(Data listing)
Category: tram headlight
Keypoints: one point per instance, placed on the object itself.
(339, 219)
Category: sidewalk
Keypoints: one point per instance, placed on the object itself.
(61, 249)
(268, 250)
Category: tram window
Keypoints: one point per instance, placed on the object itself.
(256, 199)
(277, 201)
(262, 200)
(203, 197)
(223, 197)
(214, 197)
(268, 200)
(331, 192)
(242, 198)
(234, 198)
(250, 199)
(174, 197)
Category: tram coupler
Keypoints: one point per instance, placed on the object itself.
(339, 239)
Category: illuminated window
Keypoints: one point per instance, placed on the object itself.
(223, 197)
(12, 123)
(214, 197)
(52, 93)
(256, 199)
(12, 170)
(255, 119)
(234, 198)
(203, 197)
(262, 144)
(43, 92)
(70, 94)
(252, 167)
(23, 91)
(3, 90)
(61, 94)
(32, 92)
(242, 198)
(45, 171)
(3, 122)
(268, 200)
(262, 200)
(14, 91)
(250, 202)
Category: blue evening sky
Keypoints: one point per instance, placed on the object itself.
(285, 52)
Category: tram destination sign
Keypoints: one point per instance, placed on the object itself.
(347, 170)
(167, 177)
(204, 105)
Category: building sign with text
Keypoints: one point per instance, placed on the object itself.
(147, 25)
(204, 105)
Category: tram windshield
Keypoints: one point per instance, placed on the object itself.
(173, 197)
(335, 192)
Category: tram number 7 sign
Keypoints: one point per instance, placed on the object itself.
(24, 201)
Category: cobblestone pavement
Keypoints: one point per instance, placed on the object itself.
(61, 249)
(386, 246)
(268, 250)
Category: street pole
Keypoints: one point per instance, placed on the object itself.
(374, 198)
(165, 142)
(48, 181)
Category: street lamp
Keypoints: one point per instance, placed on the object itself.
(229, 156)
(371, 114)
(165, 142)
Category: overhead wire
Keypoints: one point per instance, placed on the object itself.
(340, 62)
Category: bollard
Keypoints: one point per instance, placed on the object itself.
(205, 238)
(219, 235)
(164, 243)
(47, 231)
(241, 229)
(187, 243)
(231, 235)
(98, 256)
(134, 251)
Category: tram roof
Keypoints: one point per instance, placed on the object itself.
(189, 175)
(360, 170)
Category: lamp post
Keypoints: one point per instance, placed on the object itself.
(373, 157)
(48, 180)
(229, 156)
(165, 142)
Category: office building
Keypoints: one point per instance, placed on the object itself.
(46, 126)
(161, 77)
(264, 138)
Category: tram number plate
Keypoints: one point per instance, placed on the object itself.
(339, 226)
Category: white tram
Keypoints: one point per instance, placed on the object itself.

§ **Written problem**:
Reproduce, word for word, only the lines from the one that contains "Category: tram windshield" through the final line.

§ **Written solution**:
Category: tram windshield
Keypoints: one point per instance, placed on the object itself.
(173, 197)
(335, 192)
Category: tram number 7 sign
Keypoints: one point per instance, placed on the object itself.
(24, 201)
Category: cobblestone pavement
Keypoints: one point per instance, placed on the object itself.
(61, 249)
(386, 246)
(268, 250)
Category: street pole
Keypoints: one point per instance, placed on the object itself.
(374, 198)
(165, 142)
(48, 181)
Category: street lamp
Keypoints: one point per instance, placed on the object itself.
(229, 156)
(371, 114)
(165, 142)
Category: overhead wire
Keypoints: one point per instance, placed on the object itself.
(340, 62)
Category: bollard
Keypoints: one point per instance, placed on the object itself.
(205, 238)
(219, 235)
(164, 243)
(47, 231)
(241, 229)
(187, 243)
(231, 235)
(98, 256)
(134, 251)
Category: tram roof
Keypoints: one point per instance, placed on the object itself.
(189, 175)
(360, 170)
Category: lamp post
Keypoints: one point per instance, placed on the object itself.
(373, 157)
(48, 180)
(229, 156)
(165, 142)
Category: office building
Keypoints: one point per instance, placed on the object itself.
(46, 126)
(161, 77)
(264, 138)
Category: tram number plate
Keypoints: one point per instance, placed on the object itself.
(339, 226)
Category: white tram
Keypoints: one point per instance, placed on the object itself.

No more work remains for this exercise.